[Referring expression grounding data]
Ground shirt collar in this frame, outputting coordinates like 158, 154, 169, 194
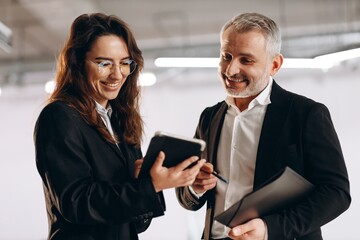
95, 101, 113, 118
225, 76, 273, 110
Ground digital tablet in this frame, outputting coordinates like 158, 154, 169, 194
139, 131, 206, 177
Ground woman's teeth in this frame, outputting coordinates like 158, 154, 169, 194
102, 81, 119, 87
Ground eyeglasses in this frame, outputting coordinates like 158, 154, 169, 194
87, 59, 137, 76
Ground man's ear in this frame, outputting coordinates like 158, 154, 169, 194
270, 54, 283, 76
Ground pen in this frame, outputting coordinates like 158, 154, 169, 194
201, 170, 229, 184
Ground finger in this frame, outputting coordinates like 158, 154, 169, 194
229, 223, 252, 238
175, 156, 200, 171
183, 160, 207, 178
192, 182, 217, 192
187, 159, 206, 172
193, 175, 218, 185
152, 151, 165, 169
193, 176, 217, 187
200, 162, 214, 173
179, 165, 205, 185
228, 226, 243, 238
195, 171, 213, 180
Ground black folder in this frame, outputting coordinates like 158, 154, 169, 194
139, 131, 206, 177
214, 167, 314, 228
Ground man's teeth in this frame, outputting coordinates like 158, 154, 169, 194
229, 78, 244, 82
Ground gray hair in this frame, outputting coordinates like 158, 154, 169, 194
221, 12, 282, 57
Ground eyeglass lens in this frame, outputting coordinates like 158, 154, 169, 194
97, 60, 137, 76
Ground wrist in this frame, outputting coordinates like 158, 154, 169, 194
150, 176, 162, 193
189, 185, 205, 198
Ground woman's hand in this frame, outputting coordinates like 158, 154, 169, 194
150, 151, 206, 192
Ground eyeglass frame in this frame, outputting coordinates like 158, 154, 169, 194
86, 58, 137, 76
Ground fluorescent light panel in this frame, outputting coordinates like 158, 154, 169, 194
155, 47, 360, 69
315, 47, 360, 63
154, 57, 219, 68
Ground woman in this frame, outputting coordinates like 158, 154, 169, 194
34, 13, 205, 240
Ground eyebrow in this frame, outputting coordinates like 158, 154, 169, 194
94, 56, 131, 61
220, 49, 256, 59
239, 53, 256, 58
220, 43, 257, 58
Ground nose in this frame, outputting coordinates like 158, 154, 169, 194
110, 65, 125, 79
225, 59, 241, 77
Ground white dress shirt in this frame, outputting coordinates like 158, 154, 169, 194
211, 77, 273, 239
95, 101, 119, 148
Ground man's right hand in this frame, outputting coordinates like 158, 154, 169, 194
191, 162, 218, 194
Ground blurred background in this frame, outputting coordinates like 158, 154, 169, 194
0, 0, 359, 239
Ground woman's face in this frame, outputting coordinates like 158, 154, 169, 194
85, 35, 132, 107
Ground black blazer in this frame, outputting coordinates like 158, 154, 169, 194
176, 81, 351, 240
34, 101, 165, 240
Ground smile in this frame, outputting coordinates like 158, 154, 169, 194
226, 78, 249, 83
226, 77, 248, 83
228, 78, 244, 82
100, 81, 120, 87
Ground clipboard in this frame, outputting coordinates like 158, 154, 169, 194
214, 167, 314, 228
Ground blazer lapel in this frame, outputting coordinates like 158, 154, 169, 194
94, 116, 128, 169
207, 102, 228, 169
254, 80, 292, 187
110, 117, 137, 177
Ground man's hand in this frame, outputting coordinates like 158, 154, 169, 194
150, 151, 206, 192
228, 218, 266, 240
191, 162, 218, 194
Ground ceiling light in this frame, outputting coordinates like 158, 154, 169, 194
155, 58, 219, 68
282, 58, 335, 69
139, 72, 157, 86
154, 57, 333, 69
154, 47, 360, 70
315, 47, 360, 65
44, 80, 55, 94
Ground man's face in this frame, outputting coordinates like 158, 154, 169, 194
218, 26, 276, 98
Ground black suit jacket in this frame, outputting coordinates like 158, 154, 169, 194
176, 81, 351, 240
34, 101, 165, 240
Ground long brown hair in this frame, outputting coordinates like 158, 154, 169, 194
50, 13, 144, 146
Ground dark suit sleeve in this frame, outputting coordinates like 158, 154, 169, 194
176, 185, 208, 210
264, 103, 351, 239
175, 106, 216, 211
34, 102, 164, 226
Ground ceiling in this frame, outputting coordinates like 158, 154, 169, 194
0, 0, 360, 87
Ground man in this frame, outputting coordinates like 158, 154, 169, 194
176, 12, 351, 240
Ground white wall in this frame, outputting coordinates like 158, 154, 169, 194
0, 62, 359, 239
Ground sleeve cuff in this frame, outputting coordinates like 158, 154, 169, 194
188, 185, 205, 199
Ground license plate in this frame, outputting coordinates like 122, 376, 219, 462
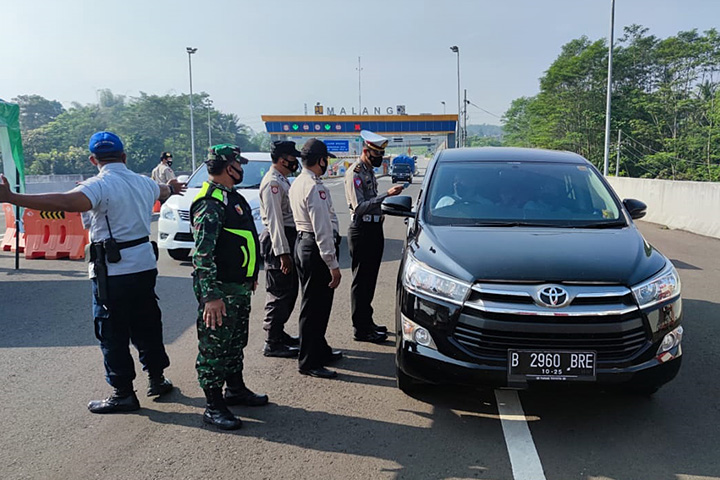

The problem:
The exact lines from the one containing "Ground ceiling light" through the end of the data are to be copied, with both ends kept and pictures left out.

Result for this task:
Ground ceiling light in this frame, outputting coordinates like 158, 154, 169, 194
155, 58, 219, 68
282, 58, 335, 69
139, 72, 157, 86
154, 57, 333, 69
154, 47, 360, 70
315, 47, 360, 65
44, 80, 55, 94
Ground man's face in this frame, outputting coordinates like 158, 154, 169, 194
218, 26, 276, 98
Ground black suit jacket in this frame, outputting coordinates like 158, 154, 169, 194
176, 81, 351, 240
34, 101, 165, 240
Ground long brown hair in this frame, outputting coordinates like 158, 154, 169, 194
50, 13, 144, 146
Ground dark suit sleeve in this frame, outputting coordinates like 158, 154, 169, 194
176, 185, 208, 210
264, 103, 351, 239
175, 106, 216, 211
34, 102, 164, 226
Ground ceiling in this frame, outputting coordinates like 158, 154, 169, 194
0, 0, 360, 87
Ground man in this frame, outputting coordinates like 158, 154, 169, 194
176, 12, 351, 240
Ground white wall in this frame, outputting coordinates like 158, 154, 169, 194
0, 62, 359, 239
Ground sleeve cuff in this frame, outputting coordinates like 158, 154, 169, 194
188, 185, 205, 199
Ground license plate in this frame, outputting coordinates like 122, 376, 219, 462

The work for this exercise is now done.